Set tasks.
1. From the article about the Holy Angels student garden, reproduce word for word the passage starting with "pmcmullen@CatholicReview.org" and going on through "on small posters.".
2. Using the article about the Holy Angels student garden, answer these questions:
(a) Which ZIP code covers the Sandtown-Winchester section of West Baltimore?
(b) What grade does Diana Healy teach at Holy Angels?
(c) What did the students make for the STEM Fair?
3. Continue the article about the Holy Angels student garden, starting right after its final sentence.

Source.
<<<<
Holy Angels students plant hope

By Paul McMullen

pmcmullen@CatholicReview.org

Twitter: @ReviewMcMullen

Does anything speak of hope better than an 11-year-old from an infamous ZIP code making plans for the fall harvest?

Approximately one third of the students at Holy Angels Catholic School reside in or near the Sandtown-Winchester section of West Baltimore, the 21217 ZIP code linked to despair and dysfunction during the riots that followed the death of Freddie Gray Jr. in police custody.

Two weeks after Baltimore smoldered, Diana Healy asked her fifth-grade class at Holy Angels to reflect on three things as they went to work on small posters.

To the matter of what positive things Ti’yon McDowell wants to do in the future, he wrote “college,” without mentioning specifics. Of what he wants for the city, “peace and love” spoke volumes.

Ti’yon didn’t become animated, however, until he was asked to elaborate on his response to, “What are the positive things you do right now?” When he printed in green marker, “Growing food for our community!” what did he mean?

“In our garden here,” Ti’yon said. “When the food grows, we’ll sell it at the Farmers Market. We grow vegetables, herbs. We made rosemary bread for the STEM Fair.”

And with that, Ti’yon, Keith Norris and Jasmine Windham were off and nearly running out a back door, for show and tell with a visitor.

At the Holy Angels garden they help tend, the fifth-graders mentioned peas, radishes, strawberries, tomatoes, carrots, spinach, blueberries, squash and lettuce as among the fruits, vegetables and herbs to which they’ve applied a green thumb and their math skills.
>>>>
Recorded information.
<<<<
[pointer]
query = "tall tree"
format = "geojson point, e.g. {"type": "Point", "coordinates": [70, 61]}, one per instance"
>>>>
Results for the exercise.
1.
pmcmullen@CatholicReview.org

Twitter: @ReviewMcMullen

Does anything speak of hope better than an 11-year-old from an infamous ZIP code making plans for the fall harvest?

Approximately one third of the students at Holy Angels Catholic School reside in or near the Sandtown-Winchester section of West Baltimore, the 21217 ZIP code linked to despair and dysfunction during the riots that followed the death of Freddie Gray Jr. in police custody.

Two weeks after Baltimore smoldered, Diana Healy asked her fifth-grade class at Holy Angels to reflect on three things as they went to work on small posters.

2.
(a) 21217
(b) Fifth grade
(c) Rosemary bread

3.
“In our garden,” recited Jasmine, 10, “we learn to measure, weed and water, calculate, observe.”

They also ask for blessings of “the falling of the rain” and “the growing of the grain,” prayers not quite as urgent as the ones they offered in late April, when the streets around their homes took on the feel of a war zone.

Jasmine lives near St. Gregory the Great Church, one of the places Archbishop William E. Lori visited April 28, the morning after the worst of the riots.

“It’s right near where everything was happening,” she said. “If I walked down there (to North and Pennsylvania avenues), I could see all the commotion.”

Did she?

“No, I was in the house, praying for everything to be OK.”

Jasmine, who “loves working with tech,” wants to attend MIT and work for Google.

Keith’s shorter-term goals include going to Mount St. Joseph High School, in part because his mother wants him to, and because of the tutoring its students offer at Holy Angels once a week.

Before their harvest, he and his classmates are already making a difference, as they leapt into action in late April, in response to an emergency food drive at St. Peter Claver Parish.

“We went to all our classrooms,” Keith noted, “and contributed 95 cans of food.”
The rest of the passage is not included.